Penyediaan sumber air
minum yang baik
b.
Penyediaan jamban yang
sehat
c.
Sosialisasi budaya cuci
tangan
d.
Sosialisasi budaya
merebus air sampai mendidih sebelum diminum
e.
Pembersihan lalat
f.
Pengawasan kepada para
penjual makanan dan minuman
g.
Sosialisasi pemberian
Air Susu Ibu (ASI) pada ibu menyusui
h.
Imunisasi
Walaupun imunisasi
tidak dianjurkan di Amerika Serikat (kecuali pada kelompok yang beresiko
tinggi), imunisasi pencegahan Tifus Abdominalis termasuk dalam program
pengembangan imunisasi yang dianjurkan di Indonesia. Akan tetapi, program ini
masih belum diberikan secara gratis karena keterbatasan sumber daya pemerintah.
Oleh sebab itu, orangtua harus membayar biaya imunisasi untuk anaknya.
Jenis vaksinasi
yang tersedia adalah :
a.
Vaksin parenteral utuh
Berasal dari sel
Salmonella Typhi yang sudah mati. Setiap cc vaksin mengandung sekitar 1 miliar
kuman. Dosis untuk anak usia 1-5 tahun adalah 0,1 cc, anak usia 6-12 tahun 0,25
cc, dan dewasa 0,5 cc. Dosis diberikan 2 kali dengan interval 4 minggu. Karena
efek samping dan tingkat perlindungannya yang pendek, vaksin jenis ini sudah
tidak beredar lagi.
b.
Vaksin oral Ty21a
Ini adalah vaksin oral
yang mengandung Salmonella Typhi strain Ty21a hidup. Vaksin diberikan pada usia
minimal 6 tahun dengan dosis 1 kapsul setiap 2 hari selama 1 minggu. Menurut
laporan, vaksin oral Ty21a bisa memberikan perlindungan selama 5 tahun.

BAHAN YANG DIBERIKAN>
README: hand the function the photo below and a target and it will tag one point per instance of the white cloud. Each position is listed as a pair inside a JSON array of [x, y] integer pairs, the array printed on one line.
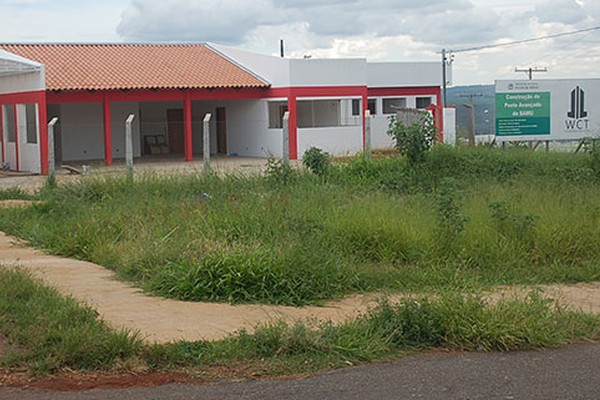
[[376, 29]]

...

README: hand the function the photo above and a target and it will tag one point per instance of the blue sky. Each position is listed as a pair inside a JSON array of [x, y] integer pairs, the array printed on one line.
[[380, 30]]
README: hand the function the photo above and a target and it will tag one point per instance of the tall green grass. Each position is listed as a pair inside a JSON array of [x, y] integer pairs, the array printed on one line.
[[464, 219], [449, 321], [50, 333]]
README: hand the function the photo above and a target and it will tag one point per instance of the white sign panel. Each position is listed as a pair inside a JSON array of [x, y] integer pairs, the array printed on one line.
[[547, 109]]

TUGAS> Tuliskan kembali seluruh teks tentang pencegahan tifus di atas tanpa mengubah satu kata pun.

HASIL LATIHAN>
Penyediaan sumber air
minum yang baik
b.
Penyediaan jamban yang
sehat
c.
Sosialisasi budaya cuci
tangan
d.
Sosialisasi budaya
merebus air sampai mendidih sebelum diminum
e.
Pembersihan lalat
f.
Pengawasan kepada para
penjual makanan dan minuman
g.
Sosialisasi pemberian
Air Susu Ibu (ASI) pada ibu menyusui
h.
Imunisasi
Walaupun imunisasi
tidak dianjurkan di Amerika Serikat (kecuali pada kelompok yang beresiko
tinggi), imunisasi pencegahan Tifus Abdominalis termasuk dalam program
pengembangan imunisasi yang dianjurkan di Indonesia. Akan tetapi, program ini
masih belum diberikan secara gratis karena keterbatasan sumber daya pemerintah.
Oleh sebab itu, orangtua harus membayar biaya imunisasi untuk anaknya.
Jenis vaksinasi
yang tersedia adalah :
a.
Vaksin parenteral utuh
Berasal dari sel
Salmonella Typhi yang sudah mati. Setiap cc vaksin mengandung sekitar 1 miliar
kuman. Dosis untuk anak usia 1-5 tahun adalah 0,1 cc, anak usia 6-12 tahun 0,25
cc, dan dewasa 0,5 cc. Dosis diberikan 2 kali dengan interval 4 minggu. Karena
efek samping dan tingkat perlindungannya yang pendek, vaksin jenis ini sudah
tidak beredar lagi.
b.
Vaksin oral Ty21a
Ini adalah vaksin oral
yang mengandung Salmonella Typhi strain Ty21a hidup. Vaksin diberikan pada usia
minimal 6 tahun dengan dosis 1 kapsul setiap 2 hari selama 1 minggu. Menurut
laporan, vaksin oral Ty21a bisa memberikan perlindungan selama 5 tahun.